Text section:
****************

Cairns said the Co-op had been well placed to take advantage of people working from home and like-for-like sales throughout the first national lockdown were “above anything we could have imagined”
Speaking about Co-op’s success, Cairns said that the lockdown had accelerated trends that were already being seen, for example the move to convenience and digital and online shopping, “and it feels that we’ve been well place to take advantage of that, change of lifestyle” he said.
“If I look at growth of our online sales – we’ve got the partnership with Deliveroo and the Co-op ecomm app – they’ve been astronomical as well.” He noted that it wasn’t just the younger generation using digital apps now, older shoppers had also started to adopt it.
Similarly Co-op’s sales through Deliveroo have quadrupled since the start of the first lockdown, and the online delivery service now covers around 400 stores, with the aim to get to 650 by the end of the year, across 100 towns and cities in the UK.
“It’s quite an ambitious roll out for us, but it’s certainly a good extension to the Co-op’s offer,” Cairns said. “Anything that is there to service the community I think is good for us. What we’re finding with Deliveroo is that a third of those customers are new to The Co-op, they haven’t been into a bricks and mortar store, so it is driving a lot of the reappraisal of our range from a customer base that we’ve not seen before.”
However he noted that shape of the business had changed slightly. “Frequency has always been the life blood of convenience, but actually frequency of visit has dropped off slightly as you’d expect, people don’t want to go into stores several times a week, but when they are in store the size of basket has increased, which has more than compensated for the drop off in frequency.”
He said the opportunity going forward was to “capture those consumer that have reappraised Co-op’s offer and hopefully been delighted with what they’ve bought from us and as that frequency starts to return to our channel then we hold onto those larger baskets.”
Performance had been strong across the range, he said, driven by the hot weather and the stores’ ability to chill the wine and rose offer. Larger formats and bag-in-box wines were a standout performer, with like-for-likes up 60%, “which is really significant” he added. The retailer was also able to bring in larger packs of beer and cider to cater for people wanting to pick up more lines per trip, rather than the single bottle or 4-pack purchases that is “core to convenience”.

****************

Dataset content:

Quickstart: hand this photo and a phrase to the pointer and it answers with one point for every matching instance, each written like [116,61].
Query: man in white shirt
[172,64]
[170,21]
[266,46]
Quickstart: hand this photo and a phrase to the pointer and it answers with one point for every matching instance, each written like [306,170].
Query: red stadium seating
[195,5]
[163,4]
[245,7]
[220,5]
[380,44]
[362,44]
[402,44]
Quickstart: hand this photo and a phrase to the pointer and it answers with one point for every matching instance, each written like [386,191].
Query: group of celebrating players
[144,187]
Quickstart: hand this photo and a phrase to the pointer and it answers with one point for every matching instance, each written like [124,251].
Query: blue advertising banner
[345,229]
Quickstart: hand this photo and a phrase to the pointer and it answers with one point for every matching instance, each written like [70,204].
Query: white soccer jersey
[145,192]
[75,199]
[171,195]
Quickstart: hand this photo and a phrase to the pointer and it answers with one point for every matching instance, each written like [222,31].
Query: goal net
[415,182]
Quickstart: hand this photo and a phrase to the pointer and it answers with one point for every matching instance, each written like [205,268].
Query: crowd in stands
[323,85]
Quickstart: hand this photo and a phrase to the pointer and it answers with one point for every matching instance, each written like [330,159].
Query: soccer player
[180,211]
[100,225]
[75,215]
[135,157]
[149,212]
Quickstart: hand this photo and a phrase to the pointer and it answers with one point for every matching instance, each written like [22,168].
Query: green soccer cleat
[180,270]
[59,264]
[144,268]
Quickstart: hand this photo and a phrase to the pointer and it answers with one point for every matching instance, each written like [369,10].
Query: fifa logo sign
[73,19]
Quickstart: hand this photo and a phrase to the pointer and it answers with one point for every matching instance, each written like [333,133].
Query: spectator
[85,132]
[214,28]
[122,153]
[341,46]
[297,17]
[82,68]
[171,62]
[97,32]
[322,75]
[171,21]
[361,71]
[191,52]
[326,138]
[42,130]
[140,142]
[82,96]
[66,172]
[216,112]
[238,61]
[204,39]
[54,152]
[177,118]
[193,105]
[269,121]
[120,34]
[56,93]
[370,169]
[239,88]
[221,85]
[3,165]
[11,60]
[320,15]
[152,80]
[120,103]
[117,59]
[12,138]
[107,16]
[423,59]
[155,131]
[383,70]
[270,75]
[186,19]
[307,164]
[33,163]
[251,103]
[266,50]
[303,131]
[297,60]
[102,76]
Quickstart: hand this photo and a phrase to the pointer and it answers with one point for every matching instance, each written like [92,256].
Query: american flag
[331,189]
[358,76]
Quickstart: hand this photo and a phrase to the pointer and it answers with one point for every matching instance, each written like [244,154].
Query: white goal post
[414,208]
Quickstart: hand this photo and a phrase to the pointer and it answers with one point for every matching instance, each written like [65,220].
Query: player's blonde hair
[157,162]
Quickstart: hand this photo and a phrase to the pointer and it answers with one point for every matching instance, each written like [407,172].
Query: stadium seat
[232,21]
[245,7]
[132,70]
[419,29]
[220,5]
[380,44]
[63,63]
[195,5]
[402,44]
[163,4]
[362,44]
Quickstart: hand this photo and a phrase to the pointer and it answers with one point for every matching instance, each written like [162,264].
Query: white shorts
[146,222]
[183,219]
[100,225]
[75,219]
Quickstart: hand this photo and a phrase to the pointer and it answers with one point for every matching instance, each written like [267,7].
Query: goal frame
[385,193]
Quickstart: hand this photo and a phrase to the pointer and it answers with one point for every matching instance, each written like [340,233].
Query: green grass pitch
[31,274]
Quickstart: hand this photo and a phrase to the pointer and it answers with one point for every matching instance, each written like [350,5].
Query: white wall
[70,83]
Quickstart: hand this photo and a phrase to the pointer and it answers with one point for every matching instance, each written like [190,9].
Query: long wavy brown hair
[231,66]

****************

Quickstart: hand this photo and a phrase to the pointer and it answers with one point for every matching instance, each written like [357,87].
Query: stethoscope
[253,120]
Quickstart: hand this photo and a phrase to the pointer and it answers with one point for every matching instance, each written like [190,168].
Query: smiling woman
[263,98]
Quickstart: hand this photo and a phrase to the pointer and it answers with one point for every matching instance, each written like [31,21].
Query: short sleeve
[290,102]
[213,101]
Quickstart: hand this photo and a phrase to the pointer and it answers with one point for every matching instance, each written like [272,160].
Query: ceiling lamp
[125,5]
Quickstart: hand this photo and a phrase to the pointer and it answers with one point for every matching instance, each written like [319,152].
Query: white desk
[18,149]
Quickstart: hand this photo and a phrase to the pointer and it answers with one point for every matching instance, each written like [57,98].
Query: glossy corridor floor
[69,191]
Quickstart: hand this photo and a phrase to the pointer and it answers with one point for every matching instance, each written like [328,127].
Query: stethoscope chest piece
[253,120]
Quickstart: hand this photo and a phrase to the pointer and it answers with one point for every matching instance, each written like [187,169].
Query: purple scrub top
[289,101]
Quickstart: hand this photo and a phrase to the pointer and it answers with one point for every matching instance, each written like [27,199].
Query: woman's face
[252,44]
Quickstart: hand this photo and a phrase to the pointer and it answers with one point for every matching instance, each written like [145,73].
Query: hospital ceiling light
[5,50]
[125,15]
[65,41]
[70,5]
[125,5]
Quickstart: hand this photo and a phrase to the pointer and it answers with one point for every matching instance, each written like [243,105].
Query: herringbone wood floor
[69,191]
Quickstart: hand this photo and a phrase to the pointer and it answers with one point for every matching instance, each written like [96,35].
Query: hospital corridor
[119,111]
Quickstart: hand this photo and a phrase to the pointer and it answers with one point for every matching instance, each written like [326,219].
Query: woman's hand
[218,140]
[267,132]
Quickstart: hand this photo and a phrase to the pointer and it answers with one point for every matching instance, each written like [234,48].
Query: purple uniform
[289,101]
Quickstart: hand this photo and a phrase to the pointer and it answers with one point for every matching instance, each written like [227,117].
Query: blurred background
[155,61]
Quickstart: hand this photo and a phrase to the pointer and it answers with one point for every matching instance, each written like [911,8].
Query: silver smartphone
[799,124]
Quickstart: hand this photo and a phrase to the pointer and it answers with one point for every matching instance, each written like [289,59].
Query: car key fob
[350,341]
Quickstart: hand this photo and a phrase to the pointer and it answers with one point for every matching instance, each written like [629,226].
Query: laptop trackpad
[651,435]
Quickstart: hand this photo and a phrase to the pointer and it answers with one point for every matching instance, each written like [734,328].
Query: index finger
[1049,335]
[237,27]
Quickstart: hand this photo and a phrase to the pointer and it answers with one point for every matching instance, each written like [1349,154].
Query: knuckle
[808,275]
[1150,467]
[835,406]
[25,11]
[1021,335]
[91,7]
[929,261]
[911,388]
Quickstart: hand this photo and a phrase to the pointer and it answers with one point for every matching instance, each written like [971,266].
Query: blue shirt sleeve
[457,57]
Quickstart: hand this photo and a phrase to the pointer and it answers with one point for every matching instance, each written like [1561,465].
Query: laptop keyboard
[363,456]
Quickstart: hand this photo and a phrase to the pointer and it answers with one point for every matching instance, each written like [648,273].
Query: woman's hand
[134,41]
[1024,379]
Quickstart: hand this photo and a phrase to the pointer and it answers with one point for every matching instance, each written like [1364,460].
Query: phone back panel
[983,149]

****************

Problem details: Continue the article about the Co-op's lockdown sales from its last sentence. The records stand apart from the text about the Co-op's lockdown sales.

Exercise answer:
“We really had to try to reshape our offer to suit that change in customer need. But because the on-trade was closed, we were taking on-trade packs, that weren’t really destined for our channel, we were giving them a home and giving them to our consumers so it worked very well,” he added.
Following the easing of lockdown, Cairns said there was little impact from the 10pm curfews and people were far more measured at the onset of the regional lockdowns. “Customers are reassured that there is still stock on shelves, they can still come into store and buy what they want when they need it without having to go and fill their cupboard,” he notes. “And we’re able to respond as we have a regional depot network, so that allows us to be more targeted as to where we send stock.”
Looking towards Christmas, Cairns said it was unlikely that the convenience sector would see the usual drop off in trade, as people switch to larger basket shopping. He said consumers were likely to be wary of the traditional big get together
“What we’re predicting is there will be a series of smaller get together – one with family, one with in-laws, one with friends, one with neighbours, all sticking to guidelines that apply within your area – but it won’t be that big basket main or destination shop.” he said. As a result the convenience sector was set to benefit.
“Normally we lose share over Christmas as people do go and do a big basket shop, but we’re pretty confident we won’t see that drop off this year. So I am optimistic from a channel perspective that convenience will do well this year.”